[Items listed in a dataset]
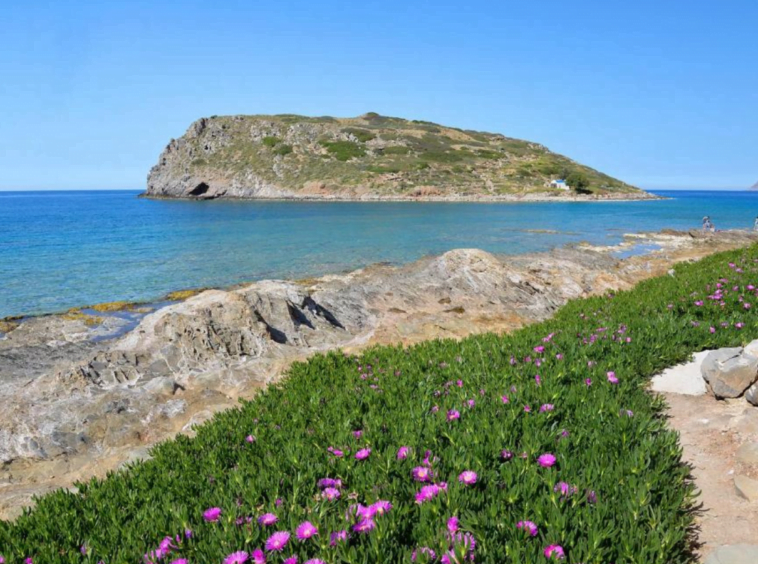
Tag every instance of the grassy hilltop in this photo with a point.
(368, 156)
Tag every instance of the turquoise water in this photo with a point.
(65, 249)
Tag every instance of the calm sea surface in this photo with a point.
(66, 249)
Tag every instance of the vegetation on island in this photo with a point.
(536, 446)
(370, 154)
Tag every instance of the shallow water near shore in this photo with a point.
(60, 250)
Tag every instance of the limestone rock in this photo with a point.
(685, 379)
(734, 554)
(752, 394)
(746, 487)
(729, 372)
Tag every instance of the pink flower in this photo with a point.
(546, 460)
(267, 519)
(380, 507)
(306, 530)
(239, 557)
(421, 474)
(528, 526)
(467, 477)
(331, 493)
(555, 550)
(277, 541)
(211, 515)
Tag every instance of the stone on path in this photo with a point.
(685, 379)
(746, 488)
(734, 554)
(752, 394)
(748, 453)
(729, 372)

[What the exercise asks]
All lines from the line containing "Tag every instance of the stone" through the last line of the data are to be repeated exactly; no other line belongs in the answer.

[Finished exercise]
Tag every instance of the stone on path in this photo with a point.
(685, 379)
(746, 488)
(734, 554)
(752, 394)
(748, 453)
(729, 372)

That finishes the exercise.